**Textauszug:**
--- --- ---

Der konsequente Determinist wird nun sagen, dass der Mensch in seinen Handlungen und Entscheidungen, für die er, nach allem, was wir wissen, anscheinend ein Stück deutlich makroskopischer Materie, Gehirn genannt, benötigt, ebenfalls der Notwendigkeit und dem Zwang der Kausalität unterworfen ist, und dass die vermeintliche Freiheit unserer Entscheidungen nur eine Illusion ist, nur ein Gefühl, gewissermaßen eine List der Natur, die uns den Stolz auf unseren scheinbar so überlegenen freien Willen einpflanzt und uns mit diesem ein kleines Refugium des Anthropozentrismus und der menschlichen Arroganz belässt, und das alles nur zum Zwecke der Lebenserhaltung als ganz darwinistische Funktion der Evolution, die der eigentliche Herrscher ist und das Gefühl des freien Willens als ein Glied neben vielen anderen für ihre eigenen Ziele benutzt.
Darüber wird der Gegner des Deterministen, der Indeterminist, der eigentlich Moralist ist, sich empören und sagen, dass so ein Standpunkt dem Menschen die Verantwortlichkeit für seine Handlungen nimmt, die Unterscheidung von Gut und Böse aufhebt und der Gleichgültigkeit und dem Egoismus Tür und Tor öffnet, und dass damit jede Bemühung um Selbstverbesserung und Verbesserung der Welt sinnlos und unmöglich wäre.
Der Determinist wird darauf vielleicht entgegnen, dass dies in der Tat die unangenehme Konsequenz seiner Erkenntnis sei und es infolgedessen keine Verantwortlichkeit im strengen Sinne gibt, und an den Naturgesetzen, an dem, was ist, das Gefühl der Unerträglichkeit, das der Mensch bei dieser Vorstellung hat und die Forderung nach Freiheit des Willens, also nach dem, was sein soll, nichts ändert.

--- --- ---

**Vorliegende Datensätze:**
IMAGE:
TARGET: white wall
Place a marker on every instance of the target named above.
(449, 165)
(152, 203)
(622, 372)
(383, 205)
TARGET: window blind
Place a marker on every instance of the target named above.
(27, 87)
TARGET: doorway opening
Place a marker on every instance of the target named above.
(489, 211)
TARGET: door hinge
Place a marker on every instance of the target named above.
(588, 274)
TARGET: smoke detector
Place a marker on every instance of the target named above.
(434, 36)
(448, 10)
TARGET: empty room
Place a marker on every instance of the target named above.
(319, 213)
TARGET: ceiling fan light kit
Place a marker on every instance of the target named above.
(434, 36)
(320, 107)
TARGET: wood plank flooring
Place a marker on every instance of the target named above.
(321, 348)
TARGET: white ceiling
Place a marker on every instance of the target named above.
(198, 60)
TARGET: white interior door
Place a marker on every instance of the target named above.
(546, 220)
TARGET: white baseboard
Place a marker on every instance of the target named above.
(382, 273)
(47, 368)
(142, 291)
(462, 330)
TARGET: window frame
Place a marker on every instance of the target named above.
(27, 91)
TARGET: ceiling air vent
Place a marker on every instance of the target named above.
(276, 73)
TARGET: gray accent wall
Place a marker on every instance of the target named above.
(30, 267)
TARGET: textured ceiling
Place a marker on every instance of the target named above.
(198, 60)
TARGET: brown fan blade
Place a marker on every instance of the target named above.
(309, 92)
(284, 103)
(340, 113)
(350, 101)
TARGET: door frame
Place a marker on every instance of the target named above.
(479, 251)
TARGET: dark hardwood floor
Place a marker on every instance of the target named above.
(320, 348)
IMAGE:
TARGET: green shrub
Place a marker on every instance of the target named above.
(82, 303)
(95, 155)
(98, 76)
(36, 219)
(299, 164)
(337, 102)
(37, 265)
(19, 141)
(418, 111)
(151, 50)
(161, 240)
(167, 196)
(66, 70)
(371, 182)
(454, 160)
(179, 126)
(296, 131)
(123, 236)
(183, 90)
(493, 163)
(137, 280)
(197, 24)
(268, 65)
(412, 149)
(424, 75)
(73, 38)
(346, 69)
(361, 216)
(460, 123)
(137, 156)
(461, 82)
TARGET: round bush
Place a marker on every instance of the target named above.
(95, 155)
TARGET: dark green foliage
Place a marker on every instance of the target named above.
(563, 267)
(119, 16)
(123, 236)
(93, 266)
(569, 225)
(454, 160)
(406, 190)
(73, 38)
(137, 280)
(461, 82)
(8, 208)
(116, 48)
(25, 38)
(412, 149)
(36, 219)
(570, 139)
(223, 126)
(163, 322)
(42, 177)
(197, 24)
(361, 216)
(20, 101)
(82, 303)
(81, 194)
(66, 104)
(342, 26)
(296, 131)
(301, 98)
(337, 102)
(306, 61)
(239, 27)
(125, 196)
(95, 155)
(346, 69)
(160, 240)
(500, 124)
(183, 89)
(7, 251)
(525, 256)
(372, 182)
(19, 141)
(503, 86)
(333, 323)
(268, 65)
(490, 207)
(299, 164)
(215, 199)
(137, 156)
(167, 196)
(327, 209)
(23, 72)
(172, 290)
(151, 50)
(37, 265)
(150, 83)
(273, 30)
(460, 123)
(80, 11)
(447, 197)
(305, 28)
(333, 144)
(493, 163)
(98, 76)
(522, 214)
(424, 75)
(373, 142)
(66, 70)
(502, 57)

--- --- ---

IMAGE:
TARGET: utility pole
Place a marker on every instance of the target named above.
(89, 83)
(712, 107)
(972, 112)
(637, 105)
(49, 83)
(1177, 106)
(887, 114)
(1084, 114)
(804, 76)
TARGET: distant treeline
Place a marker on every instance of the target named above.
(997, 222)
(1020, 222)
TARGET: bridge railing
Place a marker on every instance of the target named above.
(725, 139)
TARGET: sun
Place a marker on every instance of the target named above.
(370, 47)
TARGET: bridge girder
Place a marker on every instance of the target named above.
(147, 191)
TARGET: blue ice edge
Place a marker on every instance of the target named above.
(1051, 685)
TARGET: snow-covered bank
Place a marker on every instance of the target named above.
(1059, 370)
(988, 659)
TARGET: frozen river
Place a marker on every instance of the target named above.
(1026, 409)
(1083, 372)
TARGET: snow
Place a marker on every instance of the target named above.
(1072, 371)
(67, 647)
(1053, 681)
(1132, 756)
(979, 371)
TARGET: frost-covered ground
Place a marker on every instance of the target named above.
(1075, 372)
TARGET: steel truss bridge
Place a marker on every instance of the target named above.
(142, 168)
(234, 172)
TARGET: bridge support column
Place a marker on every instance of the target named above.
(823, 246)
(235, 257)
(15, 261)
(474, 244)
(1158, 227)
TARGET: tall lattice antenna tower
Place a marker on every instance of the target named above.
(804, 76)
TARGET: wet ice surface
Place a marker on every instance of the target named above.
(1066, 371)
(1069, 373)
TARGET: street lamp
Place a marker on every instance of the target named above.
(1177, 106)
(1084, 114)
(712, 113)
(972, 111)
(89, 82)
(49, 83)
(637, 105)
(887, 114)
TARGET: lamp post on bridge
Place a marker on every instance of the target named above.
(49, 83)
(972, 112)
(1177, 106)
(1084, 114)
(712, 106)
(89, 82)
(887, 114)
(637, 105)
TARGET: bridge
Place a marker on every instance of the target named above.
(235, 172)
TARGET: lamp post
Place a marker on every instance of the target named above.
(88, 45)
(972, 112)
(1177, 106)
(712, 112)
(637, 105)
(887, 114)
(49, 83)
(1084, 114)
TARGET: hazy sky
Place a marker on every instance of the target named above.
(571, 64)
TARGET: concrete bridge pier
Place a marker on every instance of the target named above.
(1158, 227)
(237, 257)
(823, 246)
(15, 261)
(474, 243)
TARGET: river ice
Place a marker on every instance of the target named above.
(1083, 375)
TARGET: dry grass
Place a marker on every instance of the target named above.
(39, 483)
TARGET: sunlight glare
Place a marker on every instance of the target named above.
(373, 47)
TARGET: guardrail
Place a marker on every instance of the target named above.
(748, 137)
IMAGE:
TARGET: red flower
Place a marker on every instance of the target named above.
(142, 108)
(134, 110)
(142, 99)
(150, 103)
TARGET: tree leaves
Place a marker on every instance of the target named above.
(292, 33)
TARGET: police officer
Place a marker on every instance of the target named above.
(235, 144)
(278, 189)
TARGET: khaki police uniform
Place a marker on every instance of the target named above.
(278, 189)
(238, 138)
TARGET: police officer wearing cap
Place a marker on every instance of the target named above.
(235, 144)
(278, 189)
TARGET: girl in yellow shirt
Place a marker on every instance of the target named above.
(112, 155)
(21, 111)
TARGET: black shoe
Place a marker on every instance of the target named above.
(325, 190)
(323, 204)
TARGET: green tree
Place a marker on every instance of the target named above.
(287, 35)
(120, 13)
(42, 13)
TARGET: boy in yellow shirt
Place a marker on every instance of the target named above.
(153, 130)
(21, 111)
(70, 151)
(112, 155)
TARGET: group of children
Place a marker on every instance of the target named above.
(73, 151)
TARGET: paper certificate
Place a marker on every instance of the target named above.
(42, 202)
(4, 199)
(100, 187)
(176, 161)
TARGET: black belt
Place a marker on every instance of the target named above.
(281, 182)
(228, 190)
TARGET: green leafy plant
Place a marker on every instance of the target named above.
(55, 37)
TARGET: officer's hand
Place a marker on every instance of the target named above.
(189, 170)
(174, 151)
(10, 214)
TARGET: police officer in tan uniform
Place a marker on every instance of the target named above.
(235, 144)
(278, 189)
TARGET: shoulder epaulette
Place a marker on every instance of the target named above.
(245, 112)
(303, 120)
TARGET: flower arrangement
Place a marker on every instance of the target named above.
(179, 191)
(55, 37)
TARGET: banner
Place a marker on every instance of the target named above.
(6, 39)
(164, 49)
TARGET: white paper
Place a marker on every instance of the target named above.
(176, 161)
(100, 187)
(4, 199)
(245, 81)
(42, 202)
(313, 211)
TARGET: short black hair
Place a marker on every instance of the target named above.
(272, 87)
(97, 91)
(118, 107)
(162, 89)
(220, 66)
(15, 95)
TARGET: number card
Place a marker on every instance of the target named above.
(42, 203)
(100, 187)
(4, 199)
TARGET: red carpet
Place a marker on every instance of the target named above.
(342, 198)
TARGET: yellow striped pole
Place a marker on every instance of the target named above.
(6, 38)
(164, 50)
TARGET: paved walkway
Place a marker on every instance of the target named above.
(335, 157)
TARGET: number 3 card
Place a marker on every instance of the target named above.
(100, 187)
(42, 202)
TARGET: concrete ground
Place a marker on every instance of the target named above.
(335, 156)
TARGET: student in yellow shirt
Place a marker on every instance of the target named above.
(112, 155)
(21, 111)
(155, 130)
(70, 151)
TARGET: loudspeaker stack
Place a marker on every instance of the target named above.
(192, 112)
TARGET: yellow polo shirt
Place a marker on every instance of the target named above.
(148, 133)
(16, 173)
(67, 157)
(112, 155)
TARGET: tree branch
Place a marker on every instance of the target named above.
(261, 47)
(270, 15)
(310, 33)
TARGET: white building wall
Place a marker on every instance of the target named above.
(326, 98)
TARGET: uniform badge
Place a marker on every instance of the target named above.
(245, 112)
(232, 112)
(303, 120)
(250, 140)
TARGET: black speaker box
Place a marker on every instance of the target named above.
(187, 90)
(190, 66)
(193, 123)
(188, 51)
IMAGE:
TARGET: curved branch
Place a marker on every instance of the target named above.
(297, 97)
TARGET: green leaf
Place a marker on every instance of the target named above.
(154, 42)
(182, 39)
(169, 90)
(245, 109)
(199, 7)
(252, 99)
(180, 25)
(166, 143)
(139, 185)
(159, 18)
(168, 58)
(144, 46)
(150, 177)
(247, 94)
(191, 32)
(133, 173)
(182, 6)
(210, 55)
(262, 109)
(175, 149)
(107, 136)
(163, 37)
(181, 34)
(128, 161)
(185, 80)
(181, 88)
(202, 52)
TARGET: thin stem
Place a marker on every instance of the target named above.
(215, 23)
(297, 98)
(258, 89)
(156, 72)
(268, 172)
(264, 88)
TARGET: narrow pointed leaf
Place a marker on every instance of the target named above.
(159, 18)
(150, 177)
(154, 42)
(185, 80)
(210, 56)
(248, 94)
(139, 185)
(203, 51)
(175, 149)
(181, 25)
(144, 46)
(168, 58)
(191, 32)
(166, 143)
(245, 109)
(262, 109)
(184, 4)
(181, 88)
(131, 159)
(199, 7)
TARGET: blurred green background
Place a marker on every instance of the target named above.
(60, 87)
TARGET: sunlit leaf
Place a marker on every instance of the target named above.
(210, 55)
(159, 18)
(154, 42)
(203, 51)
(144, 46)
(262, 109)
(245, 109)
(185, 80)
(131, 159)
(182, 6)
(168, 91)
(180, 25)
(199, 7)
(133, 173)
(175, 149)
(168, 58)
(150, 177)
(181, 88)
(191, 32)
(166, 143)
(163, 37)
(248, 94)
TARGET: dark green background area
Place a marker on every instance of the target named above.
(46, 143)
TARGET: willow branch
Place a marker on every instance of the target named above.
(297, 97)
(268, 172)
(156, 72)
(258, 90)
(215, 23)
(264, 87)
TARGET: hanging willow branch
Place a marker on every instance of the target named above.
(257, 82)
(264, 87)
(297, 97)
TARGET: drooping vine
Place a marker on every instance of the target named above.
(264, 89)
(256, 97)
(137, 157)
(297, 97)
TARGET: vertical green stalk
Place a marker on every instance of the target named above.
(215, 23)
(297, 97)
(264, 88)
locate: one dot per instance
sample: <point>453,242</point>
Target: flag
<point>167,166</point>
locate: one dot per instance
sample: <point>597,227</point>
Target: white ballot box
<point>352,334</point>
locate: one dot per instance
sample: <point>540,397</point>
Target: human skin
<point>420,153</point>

--- --- ---

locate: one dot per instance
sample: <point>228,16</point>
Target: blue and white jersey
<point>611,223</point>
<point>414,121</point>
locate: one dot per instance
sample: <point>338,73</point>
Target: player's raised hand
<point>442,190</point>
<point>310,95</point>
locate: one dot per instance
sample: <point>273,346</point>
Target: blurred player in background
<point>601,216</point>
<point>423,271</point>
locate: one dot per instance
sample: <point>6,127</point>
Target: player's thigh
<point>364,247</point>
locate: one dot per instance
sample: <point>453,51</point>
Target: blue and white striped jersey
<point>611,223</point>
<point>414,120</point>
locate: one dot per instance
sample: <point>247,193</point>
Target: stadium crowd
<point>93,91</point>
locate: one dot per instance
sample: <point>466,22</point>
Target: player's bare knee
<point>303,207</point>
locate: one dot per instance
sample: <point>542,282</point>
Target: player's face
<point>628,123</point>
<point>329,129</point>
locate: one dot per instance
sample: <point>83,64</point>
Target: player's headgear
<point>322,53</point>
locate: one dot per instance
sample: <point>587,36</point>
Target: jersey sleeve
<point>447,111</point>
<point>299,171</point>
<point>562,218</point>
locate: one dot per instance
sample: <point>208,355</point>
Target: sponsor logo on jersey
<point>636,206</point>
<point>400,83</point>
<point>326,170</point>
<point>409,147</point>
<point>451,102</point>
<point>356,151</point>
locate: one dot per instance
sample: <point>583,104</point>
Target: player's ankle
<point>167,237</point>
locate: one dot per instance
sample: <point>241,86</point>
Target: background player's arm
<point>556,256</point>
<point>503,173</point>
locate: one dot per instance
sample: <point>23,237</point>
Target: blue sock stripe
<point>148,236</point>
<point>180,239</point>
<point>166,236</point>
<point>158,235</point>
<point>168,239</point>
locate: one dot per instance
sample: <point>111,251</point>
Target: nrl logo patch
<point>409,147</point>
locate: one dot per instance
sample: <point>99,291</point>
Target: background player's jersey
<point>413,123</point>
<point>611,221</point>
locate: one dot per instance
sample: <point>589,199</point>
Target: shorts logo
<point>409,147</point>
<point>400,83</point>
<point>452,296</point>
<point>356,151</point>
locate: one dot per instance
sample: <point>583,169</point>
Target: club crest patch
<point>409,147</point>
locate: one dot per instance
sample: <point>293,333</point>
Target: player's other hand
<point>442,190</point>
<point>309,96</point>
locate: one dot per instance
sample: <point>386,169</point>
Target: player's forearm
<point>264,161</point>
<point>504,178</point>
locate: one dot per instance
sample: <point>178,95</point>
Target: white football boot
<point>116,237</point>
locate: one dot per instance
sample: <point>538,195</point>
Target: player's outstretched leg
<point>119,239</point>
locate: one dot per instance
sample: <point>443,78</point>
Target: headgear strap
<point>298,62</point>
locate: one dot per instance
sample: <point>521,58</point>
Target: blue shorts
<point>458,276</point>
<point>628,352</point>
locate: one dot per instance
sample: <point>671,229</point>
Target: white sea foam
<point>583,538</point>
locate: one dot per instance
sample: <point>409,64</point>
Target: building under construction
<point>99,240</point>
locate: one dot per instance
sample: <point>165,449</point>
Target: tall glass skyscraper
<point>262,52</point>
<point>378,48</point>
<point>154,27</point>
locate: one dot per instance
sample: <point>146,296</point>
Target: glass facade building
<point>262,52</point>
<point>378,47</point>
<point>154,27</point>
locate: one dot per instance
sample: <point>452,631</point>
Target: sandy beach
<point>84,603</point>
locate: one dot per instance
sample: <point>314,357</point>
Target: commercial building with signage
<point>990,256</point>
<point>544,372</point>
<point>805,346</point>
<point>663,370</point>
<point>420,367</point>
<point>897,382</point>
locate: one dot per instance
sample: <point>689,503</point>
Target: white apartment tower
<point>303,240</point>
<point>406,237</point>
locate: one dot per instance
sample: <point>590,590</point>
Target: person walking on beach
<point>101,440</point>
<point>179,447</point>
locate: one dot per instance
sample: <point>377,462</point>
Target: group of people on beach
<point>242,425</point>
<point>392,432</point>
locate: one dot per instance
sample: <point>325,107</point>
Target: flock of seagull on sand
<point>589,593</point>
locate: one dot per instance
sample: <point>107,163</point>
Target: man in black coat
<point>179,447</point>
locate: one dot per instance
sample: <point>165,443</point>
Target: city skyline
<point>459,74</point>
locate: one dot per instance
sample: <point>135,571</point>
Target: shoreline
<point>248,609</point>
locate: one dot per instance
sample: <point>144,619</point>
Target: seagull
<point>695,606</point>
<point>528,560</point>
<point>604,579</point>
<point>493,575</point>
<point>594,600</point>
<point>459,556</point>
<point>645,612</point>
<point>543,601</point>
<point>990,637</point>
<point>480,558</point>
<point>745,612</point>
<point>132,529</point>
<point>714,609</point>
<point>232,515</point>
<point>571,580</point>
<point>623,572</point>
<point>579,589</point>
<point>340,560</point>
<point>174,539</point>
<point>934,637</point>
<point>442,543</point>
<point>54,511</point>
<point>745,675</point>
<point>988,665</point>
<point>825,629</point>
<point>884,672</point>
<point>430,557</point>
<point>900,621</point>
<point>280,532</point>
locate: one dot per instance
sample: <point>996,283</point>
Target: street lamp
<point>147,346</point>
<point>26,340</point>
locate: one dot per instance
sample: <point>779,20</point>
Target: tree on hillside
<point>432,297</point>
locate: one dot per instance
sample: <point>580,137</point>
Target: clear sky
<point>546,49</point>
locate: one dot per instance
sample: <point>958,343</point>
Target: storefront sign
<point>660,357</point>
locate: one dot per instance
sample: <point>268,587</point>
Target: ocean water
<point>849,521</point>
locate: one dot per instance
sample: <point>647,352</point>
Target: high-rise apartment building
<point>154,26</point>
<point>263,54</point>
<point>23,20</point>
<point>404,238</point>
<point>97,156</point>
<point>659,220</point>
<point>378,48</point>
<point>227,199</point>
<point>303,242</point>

--- --- ---

**Arbeitsaufträge:**
(a) Erkläre in ein bis drei Sätzen, welchem Zweck das Gefühl der Willensfreiheit laut dem Deterministen im Textauszug dient.
(b) Gib den Textauszug wortgetreu wieder, beginnend bei „Darüber wird der“ und endend bei „und unmöglich wäre.“.
(c) Beantworte zum Textauszug folgende Fragen:
(i) Welches Stück Materie benötigt der Mensch laut Text anscheinend für seine Handlungen und Entscheidungen?
(ii) Was ist der Indeterminist laut Text eigentlich?
(iii) Was gibt es nach der Entgegnung des Deterministen im strengen Sinne nicht?
Maßgeblich ist allein der Textauszug.

**Antworten je Aufgabe:**
(a) Nach Ansicht des Deterministen ist das Gefühl der Willensfreiheit eine List der Natur, die allein der Lebenserhaltung dient. Es ist eine darwinistische Funktion der Evolution, die dieses Gefühl als ein Glied unter vielen für ihre eigenen Ziele benutzt.

(b)
Darüber wird der Gegner des Deterministen, der Indeterminist, der eigentlich Moralist ist, sich empören und sagen, dass so ein Standpunkt dem Menschen die Verantwortlichkeit für seine Handlungen nimmt, die Unterscheidung von Gut und Böse aufhebt und der Gleichgültigkeit und dem Egoismus Tür und Tor öffnet, und dass damit jede Bemühung um Selbstverbesserung und Verbesserung der Welt sinnlos und unmöglich wäre.

(c)
(i) Ein Stück deutlich makroskopischer Materie, das Gehirn genannt wird.
(ii) Er ist eigentlich Moralist.
(iii) Es gibt keine Verantwortlichkeit im strengen Sinne.